▶ Exercise directions
Take the line with "the blue water" and all lines after it, through the end of the records below, and repeat them exactly.

***** Data excerpts *****

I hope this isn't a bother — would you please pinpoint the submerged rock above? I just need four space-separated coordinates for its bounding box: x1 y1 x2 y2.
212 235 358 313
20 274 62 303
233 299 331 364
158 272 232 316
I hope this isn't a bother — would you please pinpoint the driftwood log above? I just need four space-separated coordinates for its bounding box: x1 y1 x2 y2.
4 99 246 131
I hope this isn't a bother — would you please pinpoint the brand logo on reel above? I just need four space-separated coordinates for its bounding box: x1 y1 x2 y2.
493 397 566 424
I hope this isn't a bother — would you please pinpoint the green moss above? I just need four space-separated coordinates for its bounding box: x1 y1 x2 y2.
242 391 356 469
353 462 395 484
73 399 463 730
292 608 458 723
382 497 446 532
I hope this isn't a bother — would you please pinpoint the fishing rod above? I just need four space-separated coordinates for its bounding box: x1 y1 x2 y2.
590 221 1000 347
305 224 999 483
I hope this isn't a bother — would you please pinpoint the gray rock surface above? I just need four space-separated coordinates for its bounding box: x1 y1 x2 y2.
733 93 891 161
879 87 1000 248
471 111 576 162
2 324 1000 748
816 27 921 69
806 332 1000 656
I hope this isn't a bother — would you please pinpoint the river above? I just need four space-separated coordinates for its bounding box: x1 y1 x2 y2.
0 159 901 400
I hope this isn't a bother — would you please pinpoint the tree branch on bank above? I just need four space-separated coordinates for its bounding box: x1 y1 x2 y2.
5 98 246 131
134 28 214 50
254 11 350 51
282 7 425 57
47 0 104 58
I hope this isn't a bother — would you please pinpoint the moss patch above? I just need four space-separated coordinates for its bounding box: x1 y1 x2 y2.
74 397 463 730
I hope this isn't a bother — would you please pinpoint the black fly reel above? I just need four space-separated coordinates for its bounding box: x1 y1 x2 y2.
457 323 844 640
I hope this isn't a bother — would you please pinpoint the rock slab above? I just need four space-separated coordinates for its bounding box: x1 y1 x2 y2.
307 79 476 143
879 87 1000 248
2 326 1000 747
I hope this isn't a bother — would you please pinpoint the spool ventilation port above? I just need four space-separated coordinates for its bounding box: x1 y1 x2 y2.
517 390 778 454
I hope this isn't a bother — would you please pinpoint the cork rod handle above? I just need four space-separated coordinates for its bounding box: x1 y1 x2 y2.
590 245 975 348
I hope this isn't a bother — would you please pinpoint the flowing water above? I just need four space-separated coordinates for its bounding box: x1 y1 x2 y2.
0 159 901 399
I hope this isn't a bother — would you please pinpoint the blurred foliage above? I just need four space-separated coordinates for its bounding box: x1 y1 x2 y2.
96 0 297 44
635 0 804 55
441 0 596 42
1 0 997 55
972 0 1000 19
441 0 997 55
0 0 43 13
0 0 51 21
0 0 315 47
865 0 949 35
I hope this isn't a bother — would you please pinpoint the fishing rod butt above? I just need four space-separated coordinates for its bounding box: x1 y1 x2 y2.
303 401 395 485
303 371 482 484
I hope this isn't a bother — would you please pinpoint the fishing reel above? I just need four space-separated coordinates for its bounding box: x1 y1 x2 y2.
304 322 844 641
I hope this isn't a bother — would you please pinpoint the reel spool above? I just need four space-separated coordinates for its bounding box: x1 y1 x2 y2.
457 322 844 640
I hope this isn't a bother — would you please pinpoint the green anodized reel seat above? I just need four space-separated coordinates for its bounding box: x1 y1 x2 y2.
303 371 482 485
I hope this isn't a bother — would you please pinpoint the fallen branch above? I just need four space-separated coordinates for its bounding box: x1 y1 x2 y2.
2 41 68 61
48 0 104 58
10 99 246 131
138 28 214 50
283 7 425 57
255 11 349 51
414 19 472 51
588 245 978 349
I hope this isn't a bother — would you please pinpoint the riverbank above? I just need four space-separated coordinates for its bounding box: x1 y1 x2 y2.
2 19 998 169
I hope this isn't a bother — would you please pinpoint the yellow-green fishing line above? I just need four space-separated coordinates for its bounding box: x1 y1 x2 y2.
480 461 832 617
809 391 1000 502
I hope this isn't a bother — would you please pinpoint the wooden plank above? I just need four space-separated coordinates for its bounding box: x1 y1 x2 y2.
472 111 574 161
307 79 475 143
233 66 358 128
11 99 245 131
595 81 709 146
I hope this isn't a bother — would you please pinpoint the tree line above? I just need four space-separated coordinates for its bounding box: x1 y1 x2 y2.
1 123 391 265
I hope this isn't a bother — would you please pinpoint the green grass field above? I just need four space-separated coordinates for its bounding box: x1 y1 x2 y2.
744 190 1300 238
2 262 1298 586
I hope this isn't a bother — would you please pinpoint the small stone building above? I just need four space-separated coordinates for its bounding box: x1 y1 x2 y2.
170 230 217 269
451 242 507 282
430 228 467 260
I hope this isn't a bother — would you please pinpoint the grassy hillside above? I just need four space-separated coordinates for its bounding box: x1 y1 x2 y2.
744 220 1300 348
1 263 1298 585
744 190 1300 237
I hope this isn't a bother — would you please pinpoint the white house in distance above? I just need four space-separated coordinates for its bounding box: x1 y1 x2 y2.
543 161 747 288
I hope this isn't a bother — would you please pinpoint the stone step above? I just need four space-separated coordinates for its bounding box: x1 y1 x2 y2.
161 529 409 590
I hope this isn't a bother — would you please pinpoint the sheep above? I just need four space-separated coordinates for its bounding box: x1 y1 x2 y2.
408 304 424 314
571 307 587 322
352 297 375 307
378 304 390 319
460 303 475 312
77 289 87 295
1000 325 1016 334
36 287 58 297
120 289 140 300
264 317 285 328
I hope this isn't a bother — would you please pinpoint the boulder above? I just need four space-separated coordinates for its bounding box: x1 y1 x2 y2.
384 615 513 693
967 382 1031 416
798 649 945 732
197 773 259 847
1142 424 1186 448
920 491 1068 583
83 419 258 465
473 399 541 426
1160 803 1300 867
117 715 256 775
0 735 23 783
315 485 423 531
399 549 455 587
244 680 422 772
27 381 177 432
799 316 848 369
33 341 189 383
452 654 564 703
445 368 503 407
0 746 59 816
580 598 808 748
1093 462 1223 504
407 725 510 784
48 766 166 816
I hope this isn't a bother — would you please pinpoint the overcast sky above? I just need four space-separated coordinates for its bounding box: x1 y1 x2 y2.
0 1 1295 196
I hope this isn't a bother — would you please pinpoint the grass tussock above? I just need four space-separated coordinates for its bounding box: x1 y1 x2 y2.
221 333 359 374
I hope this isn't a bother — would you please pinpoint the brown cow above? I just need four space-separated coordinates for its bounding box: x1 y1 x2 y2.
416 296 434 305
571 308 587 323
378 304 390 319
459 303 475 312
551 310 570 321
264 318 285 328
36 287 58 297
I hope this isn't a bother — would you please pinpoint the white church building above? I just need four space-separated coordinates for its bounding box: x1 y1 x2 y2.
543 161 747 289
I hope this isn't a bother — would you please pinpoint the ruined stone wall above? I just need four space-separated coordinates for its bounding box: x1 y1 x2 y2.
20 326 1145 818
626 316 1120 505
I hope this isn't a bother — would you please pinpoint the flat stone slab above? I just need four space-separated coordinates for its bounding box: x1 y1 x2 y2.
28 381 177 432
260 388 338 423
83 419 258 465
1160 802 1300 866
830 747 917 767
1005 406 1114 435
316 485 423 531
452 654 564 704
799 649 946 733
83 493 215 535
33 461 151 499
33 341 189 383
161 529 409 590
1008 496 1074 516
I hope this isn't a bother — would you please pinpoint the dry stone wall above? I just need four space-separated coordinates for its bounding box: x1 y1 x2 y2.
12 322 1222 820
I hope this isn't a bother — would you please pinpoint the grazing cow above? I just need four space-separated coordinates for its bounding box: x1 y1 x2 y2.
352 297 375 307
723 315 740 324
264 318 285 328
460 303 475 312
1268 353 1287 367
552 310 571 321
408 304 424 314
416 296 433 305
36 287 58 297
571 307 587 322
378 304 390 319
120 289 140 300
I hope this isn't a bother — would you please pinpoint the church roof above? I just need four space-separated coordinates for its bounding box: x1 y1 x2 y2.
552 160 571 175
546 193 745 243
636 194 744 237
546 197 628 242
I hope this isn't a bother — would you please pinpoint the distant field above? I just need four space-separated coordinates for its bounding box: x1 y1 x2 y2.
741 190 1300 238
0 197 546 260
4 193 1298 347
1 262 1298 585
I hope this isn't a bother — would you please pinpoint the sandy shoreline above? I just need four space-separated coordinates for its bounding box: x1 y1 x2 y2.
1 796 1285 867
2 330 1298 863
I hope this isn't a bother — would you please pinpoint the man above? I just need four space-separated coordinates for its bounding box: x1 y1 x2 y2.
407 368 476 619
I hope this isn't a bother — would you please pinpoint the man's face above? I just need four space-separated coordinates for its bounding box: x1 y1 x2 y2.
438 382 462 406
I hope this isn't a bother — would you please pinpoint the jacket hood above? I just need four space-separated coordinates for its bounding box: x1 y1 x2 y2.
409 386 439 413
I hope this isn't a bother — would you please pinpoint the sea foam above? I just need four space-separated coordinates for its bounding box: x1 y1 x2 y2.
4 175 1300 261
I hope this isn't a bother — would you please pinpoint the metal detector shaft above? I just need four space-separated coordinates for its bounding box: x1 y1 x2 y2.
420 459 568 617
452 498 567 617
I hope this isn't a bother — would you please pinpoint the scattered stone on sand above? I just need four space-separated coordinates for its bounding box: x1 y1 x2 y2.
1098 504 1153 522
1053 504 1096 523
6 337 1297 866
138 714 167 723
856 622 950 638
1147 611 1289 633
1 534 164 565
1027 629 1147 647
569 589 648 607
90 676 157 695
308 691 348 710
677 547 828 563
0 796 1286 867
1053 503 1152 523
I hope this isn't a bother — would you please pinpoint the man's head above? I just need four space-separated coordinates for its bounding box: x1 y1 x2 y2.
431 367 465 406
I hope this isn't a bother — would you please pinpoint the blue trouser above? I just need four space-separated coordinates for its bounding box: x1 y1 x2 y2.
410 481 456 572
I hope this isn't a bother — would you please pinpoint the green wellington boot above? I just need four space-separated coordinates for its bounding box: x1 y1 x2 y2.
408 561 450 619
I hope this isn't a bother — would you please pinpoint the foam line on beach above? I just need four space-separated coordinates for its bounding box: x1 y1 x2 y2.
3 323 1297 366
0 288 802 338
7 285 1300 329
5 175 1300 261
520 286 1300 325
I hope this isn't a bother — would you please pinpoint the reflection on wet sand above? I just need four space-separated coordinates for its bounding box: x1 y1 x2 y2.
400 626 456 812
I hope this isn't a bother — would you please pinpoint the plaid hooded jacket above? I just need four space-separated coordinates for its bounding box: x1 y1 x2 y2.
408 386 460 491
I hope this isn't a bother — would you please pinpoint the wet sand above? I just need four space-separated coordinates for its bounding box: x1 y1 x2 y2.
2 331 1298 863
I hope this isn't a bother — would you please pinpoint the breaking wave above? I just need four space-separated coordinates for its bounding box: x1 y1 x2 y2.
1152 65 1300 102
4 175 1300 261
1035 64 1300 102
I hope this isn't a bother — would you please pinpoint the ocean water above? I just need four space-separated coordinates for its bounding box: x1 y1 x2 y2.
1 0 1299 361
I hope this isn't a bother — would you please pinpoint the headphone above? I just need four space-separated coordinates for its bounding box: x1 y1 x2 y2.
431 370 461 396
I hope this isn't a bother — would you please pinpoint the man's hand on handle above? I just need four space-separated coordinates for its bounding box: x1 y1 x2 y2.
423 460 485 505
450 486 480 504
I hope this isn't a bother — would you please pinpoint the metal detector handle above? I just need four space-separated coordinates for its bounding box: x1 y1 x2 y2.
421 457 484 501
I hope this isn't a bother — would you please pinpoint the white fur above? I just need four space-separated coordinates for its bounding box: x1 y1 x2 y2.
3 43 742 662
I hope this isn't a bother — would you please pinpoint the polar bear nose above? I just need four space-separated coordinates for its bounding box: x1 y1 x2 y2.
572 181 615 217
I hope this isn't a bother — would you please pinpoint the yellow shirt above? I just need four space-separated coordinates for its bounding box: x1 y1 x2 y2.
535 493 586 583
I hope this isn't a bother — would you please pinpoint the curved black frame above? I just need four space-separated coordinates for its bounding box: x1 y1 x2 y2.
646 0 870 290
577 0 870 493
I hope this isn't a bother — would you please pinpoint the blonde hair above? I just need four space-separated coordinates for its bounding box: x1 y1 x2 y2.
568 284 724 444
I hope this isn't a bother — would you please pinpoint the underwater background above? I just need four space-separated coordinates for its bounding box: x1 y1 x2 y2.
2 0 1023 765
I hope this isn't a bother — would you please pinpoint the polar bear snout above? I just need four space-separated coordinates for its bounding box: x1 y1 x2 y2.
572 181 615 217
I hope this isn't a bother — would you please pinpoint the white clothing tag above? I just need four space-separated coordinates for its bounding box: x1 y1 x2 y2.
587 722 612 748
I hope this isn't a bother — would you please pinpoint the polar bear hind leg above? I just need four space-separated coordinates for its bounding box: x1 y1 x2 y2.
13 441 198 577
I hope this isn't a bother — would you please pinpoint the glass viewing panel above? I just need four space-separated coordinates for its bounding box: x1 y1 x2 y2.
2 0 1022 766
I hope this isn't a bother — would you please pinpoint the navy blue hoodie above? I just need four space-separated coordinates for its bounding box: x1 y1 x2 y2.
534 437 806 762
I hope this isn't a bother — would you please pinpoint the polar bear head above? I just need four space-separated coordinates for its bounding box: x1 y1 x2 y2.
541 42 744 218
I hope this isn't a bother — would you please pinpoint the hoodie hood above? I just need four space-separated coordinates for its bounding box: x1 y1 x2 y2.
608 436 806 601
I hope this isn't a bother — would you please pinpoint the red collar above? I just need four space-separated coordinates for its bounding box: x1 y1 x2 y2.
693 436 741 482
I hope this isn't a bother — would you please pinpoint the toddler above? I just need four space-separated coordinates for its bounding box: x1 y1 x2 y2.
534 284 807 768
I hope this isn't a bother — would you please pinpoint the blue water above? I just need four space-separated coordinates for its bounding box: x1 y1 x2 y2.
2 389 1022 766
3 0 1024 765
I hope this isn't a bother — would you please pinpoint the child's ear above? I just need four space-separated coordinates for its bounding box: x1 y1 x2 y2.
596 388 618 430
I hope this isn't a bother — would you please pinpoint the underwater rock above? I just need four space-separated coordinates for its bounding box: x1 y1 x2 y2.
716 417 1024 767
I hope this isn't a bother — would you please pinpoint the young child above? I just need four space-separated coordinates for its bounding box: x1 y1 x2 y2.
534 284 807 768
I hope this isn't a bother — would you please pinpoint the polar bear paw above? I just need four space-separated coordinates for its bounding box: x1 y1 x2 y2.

*****

▶ Exercise result
I hope this isn't a bother — would you please pinpoint the blue water above? I just need four space-separated coordinates for its bounding box: x1 y1 x2 y2.
2 389 1022 766
3 0 1024 765
I hope this isn't a bother — would you please pinpoint the child's ear above? I just need four space-separated coordinates for its bounding box: x1 y1 x2 y2.
596 388 618 430
I hope this isn't a bother — would you please pinpoint the underwater rock above? I just need four space-separated coordinates for its bounding box: x1 y1 x2 y2.
716 417 1024 767
I hope this isn't a bother — would you please pinpoint the young child above? I just need four space-separated coordinates for its bounding box: x1 y1 x2 y2.
534 284 807 768
I hope this isn't a bother — would you please pinpoint the polar bear paw above? I just need four space-separated coordinates for its bounding box: x1 y1 x2 y2.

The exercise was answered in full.